**Reading passage**.

---+---

Some scholars expressed concern about publisher requirements with regard to data. In some cases, the journal requires that data must accompany the article, but it is published in a difficult-to-access format (i.e., as a table in a .pdf document rather than in a linked, tab-delimited file). Another comment was that 'even if it's published, the actual full data set will need to be made available some other way, since publishers don't have the space for the full data set.' An immediate outcome of the interview and awareness of repository options for one scientist was that they deposited the data into the Libraries' institutional repository to accompany an article at publication.

The final question of the interview provided scientists with a chance to select up to three top data management priorities from a list or create their own items. The top issues are shown in the graph below.

graph (76KB) : Figure 1 : Data Management issues most frequently identified by survey respondents

Figure 1: Data Management issues most frequently identified by survey respondents (this graph in alternative format )

---+---

**Saved entries**.
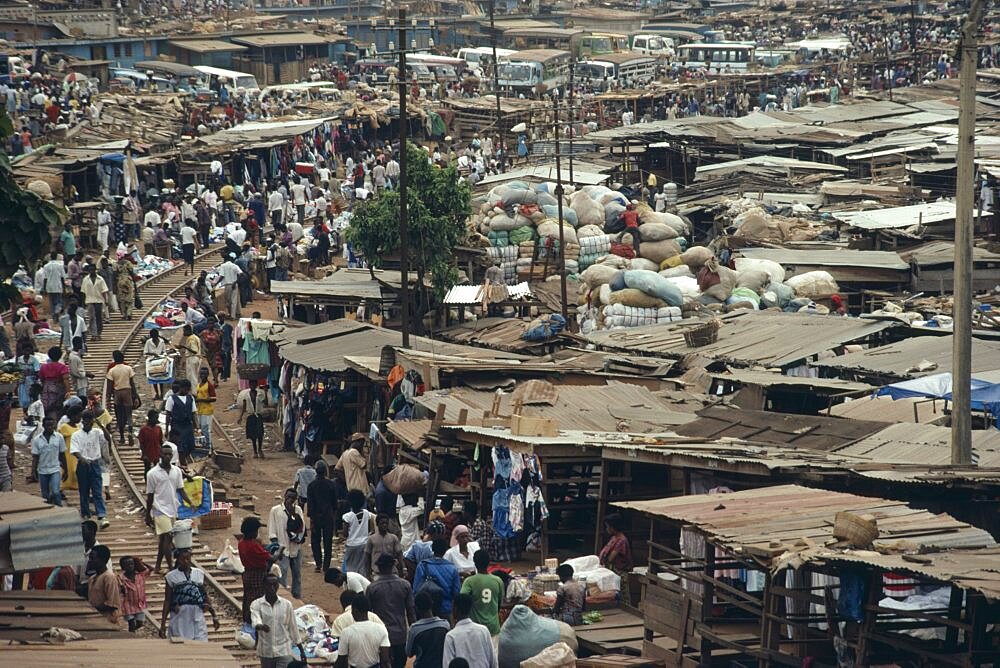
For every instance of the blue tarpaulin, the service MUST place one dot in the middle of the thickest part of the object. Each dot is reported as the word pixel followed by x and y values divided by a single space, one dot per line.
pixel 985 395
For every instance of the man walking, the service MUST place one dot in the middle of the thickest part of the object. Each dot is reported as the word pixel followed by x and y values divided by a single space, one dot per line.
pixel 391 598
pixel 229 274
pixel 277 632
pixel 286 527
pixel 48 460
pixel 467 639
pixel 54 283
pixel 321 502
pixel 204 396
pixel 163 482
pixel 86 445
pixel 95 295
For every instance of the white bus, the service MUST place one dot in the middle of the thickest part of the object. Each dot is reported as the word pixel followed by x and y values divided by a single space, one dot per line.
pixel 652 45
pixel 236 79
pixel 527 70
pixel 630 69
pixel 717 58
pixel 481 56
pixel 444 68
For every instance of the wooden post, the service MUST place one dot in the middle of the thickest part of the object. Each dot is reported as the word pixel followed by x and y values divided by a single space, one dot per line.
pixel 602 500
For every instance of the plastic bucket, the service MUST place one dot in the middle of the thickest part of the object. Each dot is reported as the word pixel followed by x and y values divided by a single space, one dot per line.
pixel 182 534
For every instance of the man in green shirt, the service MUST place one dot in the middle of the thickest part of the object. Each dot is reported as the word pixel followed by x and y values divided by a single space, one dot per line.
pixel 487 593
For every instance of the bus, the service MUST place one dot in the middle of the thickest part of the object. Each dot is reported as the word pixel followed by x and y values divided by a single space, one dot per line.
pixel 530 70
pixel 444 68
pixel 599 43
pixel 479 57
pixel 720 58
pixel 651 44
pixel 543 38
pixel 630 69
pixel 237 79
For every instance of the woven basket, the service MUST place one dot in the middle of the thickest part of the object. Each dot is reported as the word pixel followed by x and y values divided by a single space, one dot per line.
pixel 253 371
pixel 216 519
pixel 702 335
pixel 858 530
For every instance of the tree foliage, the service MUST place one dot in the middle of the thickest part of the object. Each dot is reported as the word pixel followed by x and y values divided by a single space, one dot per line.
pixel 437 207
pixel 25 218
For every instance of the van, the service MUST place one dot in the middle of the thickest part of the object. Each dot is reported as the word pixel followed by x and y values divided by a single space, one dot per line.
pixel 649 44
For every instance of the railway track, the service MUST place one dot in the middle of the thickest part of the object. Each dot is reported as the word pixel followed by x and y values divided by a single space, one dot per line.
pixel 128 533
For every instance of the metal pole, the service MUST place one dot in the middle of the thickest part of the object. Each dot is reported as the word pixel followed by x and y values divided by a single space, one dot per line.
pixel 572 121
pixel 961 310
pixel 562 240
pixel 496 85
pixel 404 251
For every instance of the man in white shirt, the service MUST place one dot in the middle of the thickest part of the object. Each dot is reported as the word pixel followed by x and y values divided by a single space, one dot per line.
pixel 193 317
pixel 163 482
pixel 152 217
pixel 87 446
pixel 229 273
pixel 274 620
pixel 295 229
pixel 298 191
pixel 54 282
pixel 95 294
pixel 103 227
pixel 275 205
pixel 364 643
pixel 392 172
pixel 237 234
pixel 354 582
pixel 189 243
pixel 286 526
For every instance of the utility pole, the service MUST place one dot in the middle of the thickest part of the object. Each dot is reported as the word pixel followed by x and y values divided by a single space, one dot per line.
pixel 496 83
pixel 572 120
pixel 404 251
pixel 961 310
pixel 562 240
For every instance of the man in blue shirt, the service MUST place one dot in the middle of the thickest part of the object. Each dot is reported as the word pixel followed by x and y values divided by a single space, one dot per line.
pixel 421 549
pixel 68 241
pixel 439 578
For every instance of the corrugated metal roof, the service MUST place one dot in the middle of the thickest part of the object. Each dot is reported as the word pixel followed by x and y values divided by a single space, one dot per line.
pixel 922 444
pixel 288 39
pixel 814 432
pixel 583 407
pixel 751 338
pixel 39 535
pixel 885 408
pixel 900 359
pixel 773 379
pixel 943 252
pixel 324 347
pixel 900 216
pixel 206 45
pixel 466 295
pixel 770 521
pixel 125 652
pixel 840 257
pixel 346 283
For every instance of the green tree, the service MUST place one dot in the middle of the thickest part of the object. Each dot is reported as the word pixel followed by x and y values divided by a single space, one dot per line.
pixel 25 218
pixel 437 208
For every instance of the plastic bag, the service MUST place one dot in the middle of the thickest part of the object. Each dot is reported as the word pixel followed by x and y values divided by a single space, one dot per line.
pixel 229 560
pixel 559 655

---+---

**Exercise 1**. Can you reproduce the data management passage from "The final question" to "alternative format )", word for word?
**Exercise 2**.
Answer these questions using the data management passage:
(a) Into what did one scientist deposit their data after the interview?
(b) How many top data management priorities could scientists select in the final interview question?
(c) What difficult-to-access format is given for data that a journal publishes with an article?

**Answer box 1**.
The final question of the interview provided scientists with a chance to select up to three top data management priorities from a list or create their own items. The top issues are shown in the graph below.

graph (76KB) : Figure 1 : Data Management issues most frequently identified by survey respondents

Figure 1: Data Management issues most frequently identified by survey respondents (this graph in alternative format )

**Answer box 2**.
(a) The Libraries' institutional repository
(b) Up to three
(c) A table in a .pdf document